— TO DO —
All lines from the line containing "Please put a point on the tree" up to and including the last line of the listing below should be echoed exactly; no other lines belong in the response.

— RECORDS PROVIDED —
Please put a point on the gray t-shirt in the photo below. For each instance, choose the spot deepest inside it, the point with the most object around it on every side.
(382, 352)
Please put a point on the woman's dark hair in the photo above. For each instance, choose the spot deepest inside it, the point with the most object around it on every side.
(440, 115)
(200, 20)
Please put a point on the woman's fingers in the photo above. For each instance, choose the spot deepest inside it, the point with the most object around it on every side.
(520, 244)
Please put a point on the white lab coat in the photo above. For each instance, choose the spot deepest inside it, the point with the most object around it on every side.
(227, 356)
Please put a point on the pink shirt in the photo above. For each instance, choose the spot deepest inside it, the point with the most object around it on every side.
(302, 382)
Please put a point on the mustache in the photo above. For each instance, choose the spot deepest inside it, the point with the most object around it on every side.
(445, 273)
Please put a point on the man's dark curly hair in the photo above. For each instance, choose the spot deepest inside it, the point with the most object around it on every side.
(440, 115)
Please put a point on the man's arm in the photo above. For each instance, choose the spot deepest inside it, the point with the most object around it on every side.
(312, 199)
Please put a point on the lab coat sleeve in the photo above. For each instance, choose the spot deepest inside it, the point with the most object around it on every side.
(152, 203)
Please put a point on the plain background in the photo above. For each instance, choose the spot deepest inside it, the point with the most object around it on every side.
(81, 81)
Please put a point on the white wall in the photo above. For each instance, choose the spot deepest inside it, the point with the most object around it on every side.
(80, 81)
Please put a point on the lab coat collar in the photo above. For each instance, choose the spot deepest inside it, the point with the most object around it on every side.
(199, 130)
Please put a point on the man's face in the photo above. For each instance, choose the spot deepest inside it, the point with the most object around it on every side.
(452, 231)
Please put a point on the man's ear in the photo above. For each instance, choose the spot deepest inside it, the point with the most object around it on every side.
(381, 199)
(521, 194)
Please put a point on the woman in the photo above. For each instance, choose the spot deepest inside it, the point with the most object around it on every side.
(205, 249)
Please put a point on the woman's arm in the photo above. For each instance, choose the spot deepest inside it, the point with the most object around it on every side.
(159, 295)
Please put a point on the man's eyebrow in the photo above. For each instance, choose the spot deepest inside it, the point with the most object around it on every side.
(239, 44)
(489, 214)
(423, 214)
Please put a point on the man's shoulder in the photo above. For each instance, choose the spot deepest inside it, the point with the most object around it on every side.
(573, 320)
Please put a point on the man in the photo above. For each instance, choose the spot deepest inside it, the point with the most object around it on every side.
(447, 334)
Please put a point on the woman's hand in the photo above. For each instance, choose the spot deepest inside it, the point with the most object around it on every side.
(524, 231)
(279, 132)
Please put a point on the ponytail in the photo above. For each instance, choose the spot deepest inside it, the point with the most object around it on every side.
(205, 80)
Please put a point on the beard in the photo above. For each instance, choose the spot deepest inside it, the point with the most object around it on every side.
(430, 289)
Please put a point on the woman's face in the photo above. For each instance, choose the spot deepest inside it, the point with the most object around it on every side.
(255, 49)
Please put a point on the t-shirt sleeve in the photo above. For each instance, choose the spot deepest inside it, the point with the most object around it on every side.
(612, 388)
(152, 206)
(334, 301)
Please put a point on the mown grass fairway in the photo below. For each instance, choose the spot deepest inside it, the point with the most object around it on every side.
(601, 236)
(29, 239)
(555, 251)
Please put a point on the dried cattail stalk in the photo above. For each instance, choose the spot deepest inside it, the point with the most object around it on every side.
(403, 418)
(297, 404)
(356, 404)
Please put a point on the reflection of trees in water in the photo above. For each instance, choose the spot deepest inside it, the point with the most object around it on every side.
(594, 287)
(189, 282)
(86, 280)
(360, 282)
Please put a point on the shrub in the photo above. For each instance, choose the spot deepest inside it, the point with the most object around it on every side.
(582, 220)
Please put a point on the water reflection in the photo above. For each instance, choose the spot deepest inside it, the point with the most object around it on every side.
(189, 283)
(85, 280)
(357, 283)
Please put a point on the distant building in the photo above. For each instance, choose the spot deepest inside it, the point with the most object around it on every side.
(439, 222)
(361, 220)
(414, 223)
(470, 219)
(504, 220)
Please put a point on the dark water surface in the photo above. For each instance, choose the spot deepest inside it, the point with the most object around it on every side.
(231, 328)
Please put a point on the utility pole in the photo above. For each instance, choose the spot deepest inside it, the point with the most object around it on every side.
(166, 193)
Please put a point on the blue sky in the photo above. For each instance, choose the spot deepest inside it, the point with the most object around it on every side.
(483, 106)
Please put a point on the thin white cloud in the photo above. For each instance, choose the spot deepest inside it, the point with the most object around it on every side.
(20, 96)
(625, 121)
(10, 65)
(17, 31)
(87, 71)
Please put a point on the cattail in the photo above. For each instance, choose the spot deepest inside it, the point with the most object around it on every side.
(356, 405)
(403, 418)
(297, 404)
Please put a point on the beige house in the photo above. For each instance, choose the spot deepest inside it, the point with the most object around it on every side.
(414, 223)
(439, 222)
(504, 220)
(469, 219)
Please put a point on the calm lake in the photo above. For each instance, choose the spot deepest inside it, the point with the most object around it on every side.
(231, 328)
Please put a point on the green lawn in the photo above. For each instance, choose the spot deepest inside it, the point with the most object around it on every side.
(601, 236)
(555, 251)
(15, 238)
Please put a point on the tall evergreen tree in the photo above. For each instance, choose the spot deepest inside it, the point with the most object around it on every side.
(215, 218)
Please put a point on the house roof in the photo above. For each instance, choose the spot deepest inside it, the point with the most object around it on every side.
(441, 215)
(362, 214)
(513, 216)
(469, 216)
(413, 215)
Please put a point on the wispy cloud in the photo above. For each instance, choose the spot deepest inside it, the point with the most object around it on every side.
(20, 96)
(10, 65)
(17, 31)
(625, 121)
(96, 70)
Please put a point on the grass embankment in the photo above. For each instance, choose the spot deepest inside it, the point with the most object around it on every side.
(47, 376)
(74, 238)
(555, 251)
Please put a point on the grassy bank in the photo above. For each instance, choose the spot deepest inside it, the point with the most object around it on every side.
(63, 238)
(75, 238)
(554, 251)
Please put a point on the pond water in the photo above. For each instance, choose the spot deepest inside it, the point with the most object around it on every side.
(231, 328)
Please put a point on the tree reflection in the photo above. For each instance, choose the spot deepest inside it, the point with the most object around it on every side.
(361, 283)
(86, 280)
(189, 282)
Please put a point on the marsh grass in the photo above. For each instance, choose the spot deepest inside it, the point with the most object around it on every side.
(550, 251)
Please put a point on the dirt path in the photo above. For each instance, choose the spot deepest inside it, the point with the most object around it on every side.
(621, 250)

— TASK RESPONSE —
Please put a point on the tree reflection in the photo above. For each instance, choose the spot deepest inside it, the point with the most object around it on every side.
(361, 283)
(86, 280)
(189, 282)
Please put a point on the marsh grass in the photo above. For each instance, choose the spot deepest inside it, the point with the most object around it on every side.
(550, 251)
Please put a point on the dirt path in the photo above. For each instance, choose the spot deepest inside it, the point with the most object around it on every side.
(621, 250)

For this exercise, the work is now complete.